→ **DIRECTIONS**: Which of the lines below contain the string "shade"? Copy each one.

→ **AVAILABLE RECORDS**:
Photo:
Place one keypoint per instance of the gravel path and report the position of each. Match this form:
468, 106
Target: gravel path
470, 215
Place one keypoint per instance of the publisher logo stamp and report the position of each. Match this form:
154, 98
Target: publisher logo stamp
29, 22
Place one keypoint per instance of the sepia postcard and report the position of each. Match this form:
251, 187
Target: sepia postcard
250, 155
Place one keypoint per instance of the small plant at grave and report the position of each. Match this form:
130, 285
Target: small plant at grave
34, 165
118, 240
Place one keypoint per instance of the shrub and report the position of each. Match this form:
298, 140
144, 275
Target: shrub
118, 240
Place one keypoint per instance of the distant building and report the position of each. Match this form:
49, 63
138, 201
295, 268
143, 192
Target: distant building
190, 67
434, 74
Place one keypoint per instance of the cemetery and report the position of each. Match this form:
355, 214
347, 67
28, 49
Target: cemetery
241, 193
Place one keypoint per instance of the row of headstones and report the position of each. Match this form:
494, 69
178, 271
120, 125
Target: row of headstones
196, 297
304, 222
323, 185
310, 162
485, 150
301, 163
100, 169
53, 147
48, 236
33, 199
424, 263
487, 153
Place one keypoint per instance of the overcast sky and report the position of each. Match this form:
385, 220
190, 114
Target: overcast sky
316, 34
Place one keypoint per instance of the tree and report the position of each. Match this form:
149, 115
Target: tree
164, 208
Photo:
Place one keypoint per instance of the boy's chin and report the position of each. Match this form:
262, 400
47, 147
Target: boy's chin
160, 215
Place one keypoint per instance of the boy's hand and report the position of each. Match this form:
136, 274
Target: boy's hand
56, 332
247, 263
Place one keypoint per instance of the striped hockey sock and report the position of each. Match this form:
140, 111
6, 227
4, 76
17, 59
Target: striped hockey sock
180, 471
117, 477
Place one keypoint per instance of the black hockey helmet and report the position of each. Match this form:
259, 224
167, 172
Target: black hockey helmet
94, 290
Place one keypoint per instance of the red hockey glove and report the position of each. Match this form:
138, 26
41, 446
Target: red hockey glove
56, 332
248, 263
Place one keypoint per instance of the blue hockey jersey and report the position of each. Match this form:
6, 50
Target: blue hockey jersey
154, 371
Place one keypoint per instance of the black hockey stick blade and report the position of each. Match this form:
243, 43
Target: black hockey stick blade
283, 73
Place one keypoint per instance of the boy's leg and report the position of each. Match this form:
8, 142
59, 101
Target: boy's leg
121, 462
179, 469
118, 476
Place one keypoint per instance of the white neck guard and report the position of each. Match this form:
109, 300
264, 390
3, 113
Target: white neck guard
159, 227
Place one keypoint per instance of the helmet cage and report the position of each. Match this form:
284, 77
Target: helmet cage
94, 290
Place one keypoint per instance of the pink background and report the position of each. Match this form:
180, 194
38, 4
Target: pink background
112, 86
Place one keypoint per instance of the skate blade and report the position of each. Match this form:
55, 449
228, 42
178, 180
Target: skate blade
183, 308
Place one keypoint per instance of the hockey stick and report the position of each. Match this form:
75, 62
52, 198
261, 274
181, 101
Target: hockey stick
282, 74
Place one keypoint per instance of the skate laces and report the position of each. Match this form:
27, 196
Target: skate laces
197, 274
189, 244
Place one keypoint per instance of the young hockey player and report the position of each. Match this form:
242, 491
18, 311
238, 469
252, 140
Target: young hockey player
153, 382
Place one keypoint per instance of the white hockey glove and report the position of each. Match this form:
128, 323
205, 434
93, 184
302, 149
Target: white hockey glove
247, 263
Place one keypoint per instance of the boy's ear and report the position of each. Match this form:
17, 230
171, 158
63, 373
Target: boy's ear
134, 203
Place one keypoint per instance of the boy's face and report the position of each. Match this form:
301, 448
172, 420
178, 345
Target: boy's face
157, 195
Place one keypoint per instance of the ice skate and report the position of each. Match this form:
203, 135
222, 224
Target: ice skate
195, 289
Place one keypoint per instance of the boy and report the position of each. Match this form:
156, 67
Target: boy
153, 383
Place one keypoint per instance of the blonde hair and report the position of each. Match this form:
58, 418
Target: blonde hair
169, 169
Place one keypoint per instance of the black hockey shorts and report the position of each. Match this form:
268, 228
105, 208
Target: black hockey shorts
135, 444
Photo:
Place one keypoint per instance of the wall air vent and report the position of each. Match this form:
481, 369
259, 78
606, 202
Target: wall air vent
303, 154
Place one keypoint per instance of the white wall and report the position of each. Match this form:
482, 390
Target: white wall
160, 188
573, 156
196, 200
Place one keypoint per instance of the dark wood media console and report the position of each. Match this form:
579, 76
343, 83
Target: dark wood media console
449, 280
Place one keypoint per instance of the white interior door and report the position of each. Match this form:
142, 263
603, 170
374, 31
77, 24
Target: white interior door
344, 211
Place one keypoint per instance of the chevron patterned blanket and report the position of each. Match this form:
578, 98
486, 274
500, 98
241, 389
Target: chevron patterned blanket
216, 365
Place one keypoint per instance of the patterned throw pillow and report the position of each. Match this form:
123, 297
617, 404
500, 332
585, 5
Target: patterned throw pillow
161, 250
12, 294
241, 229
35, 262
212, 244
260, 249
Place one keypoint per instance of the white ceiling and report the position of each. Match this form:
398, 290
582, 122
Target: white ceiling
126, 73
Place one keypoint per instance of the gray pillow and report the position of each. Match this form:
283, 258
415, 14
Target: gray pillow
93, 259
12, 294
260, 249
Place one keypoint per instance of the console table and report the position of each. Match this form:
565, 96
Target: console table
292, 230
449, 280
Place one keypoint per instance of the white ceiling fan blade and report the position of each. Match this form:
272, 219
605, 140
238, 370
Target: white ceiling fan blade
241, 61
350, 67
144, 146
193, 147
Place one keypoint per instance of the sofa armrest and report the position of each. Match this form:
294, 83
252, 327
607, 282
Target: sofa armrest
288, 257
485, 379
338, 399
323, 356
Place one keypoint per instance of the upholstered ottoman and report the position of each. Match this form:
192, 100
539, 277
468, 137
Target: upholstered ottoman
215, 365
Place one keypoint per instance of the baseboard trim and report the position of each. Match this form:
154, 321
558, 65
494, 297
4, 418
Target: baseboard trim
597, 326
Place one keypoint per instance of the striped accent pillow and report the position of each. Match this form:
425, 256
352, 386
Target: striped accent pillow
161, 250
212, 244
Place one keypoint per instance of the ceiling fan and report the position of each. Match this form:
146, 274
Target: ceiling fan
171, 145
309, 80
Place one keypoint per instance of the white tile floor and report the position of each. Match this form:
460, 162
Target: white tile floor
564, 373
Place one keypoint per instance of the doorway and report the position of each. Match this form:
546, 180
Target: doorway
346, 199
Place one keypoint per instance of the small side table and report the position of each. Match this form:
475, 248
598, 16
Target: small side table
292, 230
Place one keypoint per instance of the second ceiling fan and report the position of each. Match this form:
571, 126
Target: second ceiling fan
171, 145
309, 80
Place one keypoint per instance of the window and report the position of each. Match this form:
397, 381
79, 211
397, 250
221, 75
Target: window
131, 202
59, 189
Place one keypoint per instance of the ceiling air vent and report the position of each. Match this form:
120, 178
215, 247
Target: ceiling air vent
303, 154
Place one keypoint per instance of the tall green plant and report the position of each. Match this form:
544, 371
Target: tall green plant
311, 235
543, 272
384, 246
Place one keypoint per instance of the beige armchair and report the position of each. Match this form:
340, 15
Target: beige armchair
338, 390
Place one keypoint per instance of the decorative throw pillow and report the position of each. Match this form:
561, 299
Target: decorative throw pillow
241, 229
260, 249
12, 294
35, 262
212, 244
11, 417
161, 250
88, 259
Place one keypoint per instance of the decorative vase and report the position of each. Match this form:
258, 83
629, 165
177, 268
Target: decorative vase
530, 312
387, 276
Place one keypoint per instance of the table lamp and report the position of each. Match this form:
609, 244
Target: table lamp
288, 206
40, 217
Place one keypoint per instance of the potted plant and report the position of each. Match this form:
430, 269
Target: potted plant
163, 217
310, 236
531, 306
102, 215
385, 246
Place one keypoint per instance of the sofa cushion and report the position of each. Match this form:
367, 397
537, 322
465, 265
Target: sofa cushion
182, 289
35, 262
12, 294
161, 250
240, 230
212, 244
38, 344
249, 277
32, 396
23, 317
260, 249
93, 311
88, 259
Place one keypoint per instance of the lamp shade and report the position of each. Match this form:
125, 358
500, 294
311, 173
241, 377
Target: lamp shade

→ **EXERCISE ANSWER**:
Place one keypoint per instance of the lamp shade and report the position of each. Match this form:
Target: lamp shade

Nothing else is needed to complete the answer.